_Task set_:
**1)** According to the forum thread below, why isn't the friend allowed to live with her this time?
**2)** Return the passage of the forum thread from "If she really" to "that's up to him.", copied word for word.

_Provided text_:
+ + + +

One of my guy friends was in an abusive relationship with an abusive woman he was living with. He made the typical rationalizations that an abuse victim has like "Oh, she has anxiety." He finally got set up with a different apartment, but he had to stay with me for a couple weeks while they were getting it ready to avoid her in the meantime. A few months later he broke up with his new gf to go out with the abuser again. I was like _facepalm_ "You idiot!", but I didn't say that. So I thought maybe it wouldn't be so bad if they're not living together and around each other 24/7. Fast forward several months and he was planning to move back in with her. _facepalm_ "Omfg you fuckin' idiot!!" I told him "Did it ever occur to you that maybe she's not being abusive because you two aren't under the same roof 24/7?" Duh! I told him I'd have a hard time being sympathetic for him the _2nd_ time. Luckily her apartment building changed their policies and he's not allowed to live with her this time.


----------



## 1imaan1

I wanna ask something about a person i know.I'll refer to him as A. A's sister is abusive, she threatens her spouse with divorce and abuses so much. What should the spouse do? And what can A can do about his sister?

Sent from my ASUS_X01AD using Tapatalk


----------



## 1imaan1

1imaan1 said:


> I wanna ask something about a person i know.I'll refer to him as A. A's sister is abusive, she threatens her spouse with divorce and abuses so much. What should the spouse do? And what can A can do about his sister?
> 
> Sent from my ASUS_X01AD using Tapatalk


Please can anyone help me with this.
:bump:

Sent from my ASUS_X01AD using Tapatalk


----------



## Rigg

1imaan1 said:


> Please can anyone help me with this.
> :bump:
> 
> Sent from my ASUS_X01AD using Tapatalk



If she really is being abusive, it's best really to maintain an open line of connection with the bloke in the situation. If he opens up about how he feels about the situation a bit of solid advice would go a long way, but never sound like you're trying to interfere with a 

But as for what the bloke can do.... well that's up to him.

+ + + +

_Given information_:
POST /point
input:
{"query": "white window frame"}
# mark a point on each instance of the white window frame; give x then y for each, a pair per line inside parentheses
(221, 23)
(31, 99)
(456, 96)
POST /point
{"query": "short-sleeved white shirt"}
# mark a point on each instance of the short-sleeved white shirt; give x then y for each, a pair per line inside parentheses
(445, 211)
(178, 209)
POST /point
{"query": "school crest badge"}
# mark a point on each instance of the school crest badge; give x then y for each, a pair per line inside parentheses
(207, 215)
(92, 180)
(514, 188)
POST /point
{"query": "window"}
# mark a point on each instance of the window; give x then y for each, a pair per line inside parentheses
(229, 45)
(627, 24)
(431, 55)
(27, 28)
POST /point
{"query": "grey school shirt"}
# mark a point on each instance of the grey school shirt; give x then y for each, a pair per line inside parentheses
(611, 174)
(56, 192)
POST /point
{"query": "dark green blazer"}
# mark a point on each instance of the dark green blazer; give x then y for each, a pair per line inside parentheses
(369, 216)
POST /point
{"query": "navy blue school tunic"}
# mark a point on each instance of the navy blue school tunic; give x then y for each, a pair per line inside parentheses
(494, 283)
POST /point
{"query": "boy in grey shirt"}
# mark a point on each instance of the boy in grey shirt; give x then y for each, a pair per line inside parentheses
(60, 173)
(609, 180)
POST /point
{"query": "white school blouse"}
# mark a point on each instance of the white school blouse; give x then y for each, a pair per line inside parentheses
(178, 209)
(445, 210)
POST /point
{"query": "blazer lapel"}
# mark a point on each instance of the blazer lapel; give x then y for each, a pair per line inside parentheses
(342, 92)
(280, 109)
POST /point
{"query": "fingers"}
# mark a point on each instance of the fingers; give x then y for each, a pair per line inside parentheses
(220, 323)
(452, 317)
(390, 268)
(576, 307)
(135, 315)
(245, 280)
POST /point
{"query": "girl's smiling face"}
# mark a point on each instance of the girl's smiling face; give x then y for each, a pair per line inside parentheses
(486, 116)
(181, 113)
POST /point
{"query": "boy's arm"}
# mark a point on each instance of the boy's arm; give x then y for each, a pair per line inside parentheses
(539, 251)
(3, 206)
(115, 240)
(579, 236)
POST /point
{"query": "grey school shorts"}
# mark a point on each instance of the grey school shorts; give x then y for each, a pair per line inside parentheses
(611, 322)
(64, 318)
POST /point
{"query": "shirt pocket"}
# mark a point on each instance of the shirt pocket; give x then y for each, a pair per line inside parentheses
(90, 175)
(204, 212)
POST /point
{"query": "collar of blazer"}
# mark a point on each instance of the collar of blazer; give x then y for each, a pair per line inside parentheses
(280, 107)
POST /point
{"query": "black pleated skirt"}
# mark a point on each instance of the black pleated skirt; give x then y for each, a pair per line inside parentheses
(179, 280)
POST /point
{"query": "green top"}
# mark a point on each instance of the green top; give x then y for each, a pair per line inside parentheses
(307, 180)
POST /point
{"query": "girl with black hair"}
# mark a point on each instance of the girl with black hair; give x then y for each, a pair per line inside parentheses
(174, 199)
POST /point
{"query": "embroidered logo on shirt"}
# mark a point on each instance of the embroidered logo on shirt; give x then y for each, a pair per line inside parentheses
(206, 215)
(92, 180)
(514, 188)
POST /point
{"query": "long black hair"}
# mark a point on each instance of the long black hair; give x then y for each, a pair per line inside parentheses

+ + + +

_The results_:
**1)** Her apartment building changed its policies.

**2)**
If she really is being abusive, it's best really to maintain an open line of connection with the bloke in the situation. If he opens up about how he feels about the situation a bit of solid advice would go a long way, but never sound like you're trying to interfere with a 

But as for what the bloke can do.... well that's up to him.